Input records
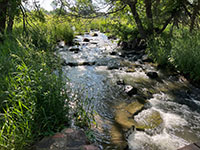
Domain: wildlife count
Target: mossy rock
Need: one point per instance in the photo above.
(134, 107)
(150, 120)
(123, 115)
(132, 69)
(124, 118)
(117, 136)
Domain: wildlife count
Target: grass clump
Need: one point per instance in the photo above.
(180, 50)
(33, 101)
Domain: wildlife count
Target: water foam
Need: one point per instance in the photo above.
(163, 141)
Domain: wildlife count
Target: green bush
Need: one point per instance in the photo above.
(33, 99)
(159, 48)
(185, 53)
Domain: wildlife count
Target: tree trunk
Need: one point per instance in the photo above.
(148, 5)
(10, 23)
(3, 12)
(194, 15)
(132, 5)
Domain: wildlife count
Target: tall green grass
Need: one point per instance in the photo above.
(180, 50)
(34, 99)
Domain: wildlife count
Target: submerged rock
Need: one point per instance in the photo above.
(120, 82)
(68, 139)
(152, 75)
(94, 34)
(86, 40)
(123, 116)
(132, 69)
(130, 91)
(113, 53)
(148, 119)
(74, 49)
(134, 107)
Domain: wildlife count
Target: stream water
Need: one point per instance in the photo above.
(97, 67)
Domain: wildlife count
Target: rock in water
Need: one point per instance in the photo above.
(113, 53)
(68, 139)
(120, 82)
(130, 90)
(152, 75)
(74, 49)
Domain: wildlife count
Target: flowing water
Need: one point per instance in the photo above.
(104, 76)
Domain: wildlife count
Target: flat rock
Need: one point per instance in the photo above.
(86, 40)
(74, 49)
(152, 75)
(68, 139)
(130, 91)
(124, 118)
(134, 107)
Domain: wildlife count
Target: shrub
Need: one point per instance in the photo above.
(185, 54)
(159, 48)
(33, 99)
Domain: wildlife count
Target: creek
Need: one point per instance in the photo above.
(133, 108)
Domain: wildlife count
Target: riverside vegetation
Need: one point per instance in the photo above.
(34, 99)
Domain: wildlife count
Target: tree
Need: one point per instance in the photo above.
(3, 12)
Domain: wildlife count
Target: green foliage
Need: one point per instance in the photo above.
(62, 31)
(180, 50)
(185, 54)
(33, 99)
(159, 48)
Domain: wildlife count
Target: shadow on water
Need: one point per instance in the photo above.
(170, 96)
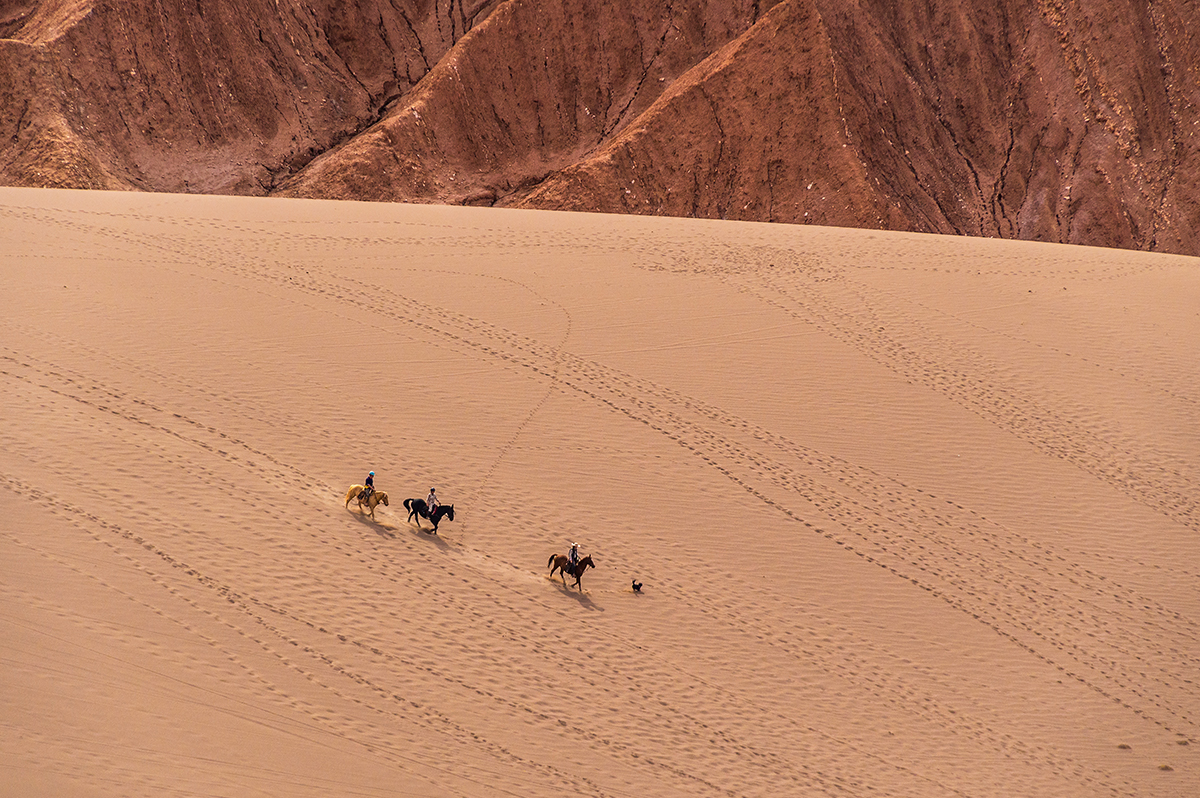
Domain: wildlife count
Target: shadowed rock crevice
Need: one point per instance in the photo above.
(1061, 121)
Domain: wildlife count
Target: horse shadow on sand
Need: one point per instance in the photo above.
(393, 532)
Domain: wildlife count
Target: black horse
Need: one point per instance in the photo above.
(421, 510)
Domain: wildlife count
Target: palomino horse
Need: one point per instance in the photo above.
(376, 497)
(421, 510)
(559, 563)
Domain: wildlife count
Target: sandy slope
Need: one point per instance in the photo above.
(916, 516)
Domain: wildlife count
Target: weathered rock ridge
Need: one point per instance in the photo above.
(1059, 120)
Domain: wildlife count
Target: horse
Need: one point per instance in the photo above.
(355, 492)
(563, 565)
(418, 508)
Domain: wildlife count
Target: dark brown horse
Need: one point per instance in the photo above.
(559, 563)
(421, 510)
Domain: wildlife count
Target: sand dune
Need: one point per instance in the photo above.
(915, 515)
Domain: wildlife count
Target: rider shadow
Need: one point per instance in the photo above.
(378, 527)
(429, 535)
(582, 598)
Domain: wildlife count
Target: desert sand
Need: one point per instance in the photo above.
(915, 515)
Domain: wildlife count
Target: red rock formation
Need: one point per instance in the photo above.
(203, 96)
(1061, 120)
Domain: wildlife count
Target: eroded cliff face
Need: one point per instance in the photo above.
(1056, 120)
(203, 96)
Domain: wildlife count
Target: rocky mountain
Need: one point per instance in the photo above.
(1059, 120)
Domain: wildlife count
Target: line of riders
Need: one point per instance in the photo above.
(431, 501)
(573, 564)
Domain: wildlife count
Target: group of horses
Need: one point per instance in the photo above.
(418, 509)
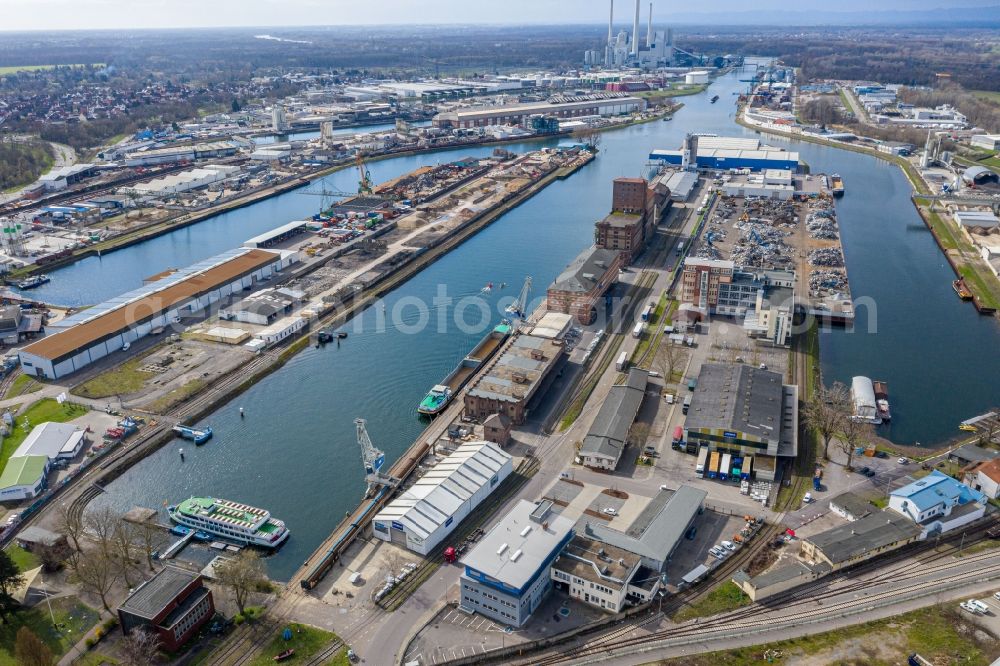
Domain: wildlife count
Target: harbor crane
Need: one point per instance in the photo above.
(373, 459)
(519, 307)
(364, 176)
(328, 196)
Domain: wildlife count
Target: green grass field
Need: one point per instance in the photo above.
(306, 641)
(14, 69)
(73, 620)
(24, 560)
(40, 412)
(938, 633)
(725, 597)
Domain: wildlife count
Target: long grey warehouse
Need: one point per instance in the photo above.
(96, 332)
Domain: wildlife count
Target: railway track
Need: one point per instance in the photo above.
(806, 595)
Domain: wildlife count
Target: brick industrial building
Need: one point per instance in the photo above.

Exercise details
Exclude the pictures and transcribe all of the entries exactly.

Answer for this exercise
Domain: wildlife count
Target: mossy rock
Need: one point per instance in the photo above.
(134, 107)
(150, 120)
(123, 115)
(132, 69)
(124, 118)
(117, 136)
Domain: wildlife count
Target: grass clump
Need: one point per instance in the photo above.
(180, 50)
(33, 101)
Domain: wildlife count
Target: water foam
Need: one point per instance in the photo above.
(163, 141)
Domain: wildlife count
Target: green bush
Need: one point per instance in the photo above.
(33, 99)
(159, 48)
(185, 53)
Domain: wildlife count
Target: tree trunk
Need: one point per instance in the photo above.
(148, 5)
(10, 23)
(3, 12)
(194, 15)
(132, 5)
Domain: wildlife count
Target: tall green grass
Need: one point per instance in the photo above.
(180, 50)
(34, 99)
Domain: wildlife count
Target: submerged rock
Need: one point per instance in the photo above.
(120, 82)
(68, 139)
(152, 75)
(94, 34)
(86, 40)
(123, 116)
(132, 69)
(130, 91)
(113, 53)
(148, 119)
(74, 49)
(134, 107)
Domain: wildlife count
Target: stream water
Need: one point per instance in the photo above.
(97, 67)
Domain: wildlife count
Target: rock in water
Need: one point per instance in the photo above.
(113, 53)
(68, 139)
(120, 82)
(130, 90)
(152, 75)
(74, 49)
Domain: wildlife count
Target: flowing water
Need: one point per instance in the photo above.
(104, 76)
Domain: wildlife count
Target: flat rock
Need: one point per instance in the photo above.
(86, 40)
(74, 49)
(152, 75)
(68, 139)
(130, 91)
(124, 118)
(134, 107)
Domain: wildlife count
Target: shrub
Need: one point per instance in the photo above.
(185, 54)
(159, 48)
(33, 99)
Domain: wildlife count
Target: creek
Need: one point per instance in the photo above.
(133, 108)
Domain: wildlife count
Target: riverside vegetation
Need: one point per instance in the photo above.
(34, 99)
Domain: wildlife count
Target: tree
Need: one point per instance in the photo above.
(3, 12)
Domain: wildlife count
Target: green foliage
Need: one point per instance in the photo above.
(62, 31)
(180, 50)
(185, 54)
(33, 99)
(159, 48)
Domain: wildlife count
Target: shadow on water
Need: one point per instance in the photo above.
(170, 96)
Domain: wildlife count
Target: shadowed rock crevice
Need: one point per instance in the photo above.
(1061, 121)
Domain: wildlife count
Target: horse shadow on sand
Need: one point per instance in the photo above.
(393, 532)
Domain: wildlife count
Target: black horse
Need: one point per instance in the photo above.
(421, 510)
Domain: wildlife count
Target: palomino horse
Need: one point per instance in the photo above.
(376, 497)
(421, 510)
(559, 563)
Domain: wildlife count
Target: sandy slope
Need: one point per instance in the photo above.
(916, 516)
Domain: wildlife count
Target: weathered rock ridge
Need: one point per instance in the photo above.
(1059, 120)
Domain: wildlife count
Target: horse
Need: one point per instance in the photo above.
(355, 492)
(563, 565)
(418, 508)
Domain: wildlife count
Target: dark brown horse
Need: one point per instance in the photo above.
(559, 563)
(421, 510)
Domain: wildlife count
Target: sand dune
Need: one point per instance in the photo above.
(915, 515)
Domain: wildlife count
Target: rider shadow
Need: one point per instance in the photo above.
(378, 527)
(429, 535)
(582, 598)
Domain: wildlife count
Target: desert sand
Need: one point per instance in the photo above.
(915, 515)
Domain: wildlife count
Target: red rock formation
Need: one point per instance in the photo above.
(203, 96)
(1061, 120)
Domain: wildlife count
Target: eroded cliff face
Need: one point per instance in the photo above.
(1056, 120)
(203, 96)
Domain: wildlife count
Target: rocky mountain
Need: one point per instance in the photo above.
(1059, 120)
Domain: wildlife count
Target: line of riders
Need: one point per instance in the photo above.
(431, 501)
(573, 564)
Domain: wildlife count
Target: group of horses
Need: one point per instance in the photo above.
(418, 509)
Domain: wildlife count
Target: harbor crane
Need: one point per instance in the photo above.
(373, 459)
(519, 307)
(364, 176)
(328, 196)
Domain: wildlife count
Target: green grass field
Need: one point per instance in the photo above.
(306, 641)
(14, 69)
(73, 620)
(24, 560)
(40, 412)
(938, 633)
(725, 597)
Domain: wildlife count
Target: long grey warehouse
Need: one point per instance in the photo above.
(96, 332)
Domain: wildlife count
Target: railway track
Need: one point per instance in the photo above.
(806, 595)
Domain: wildlife count
Target: brick industrial building
Need: one point per instance in the photo above.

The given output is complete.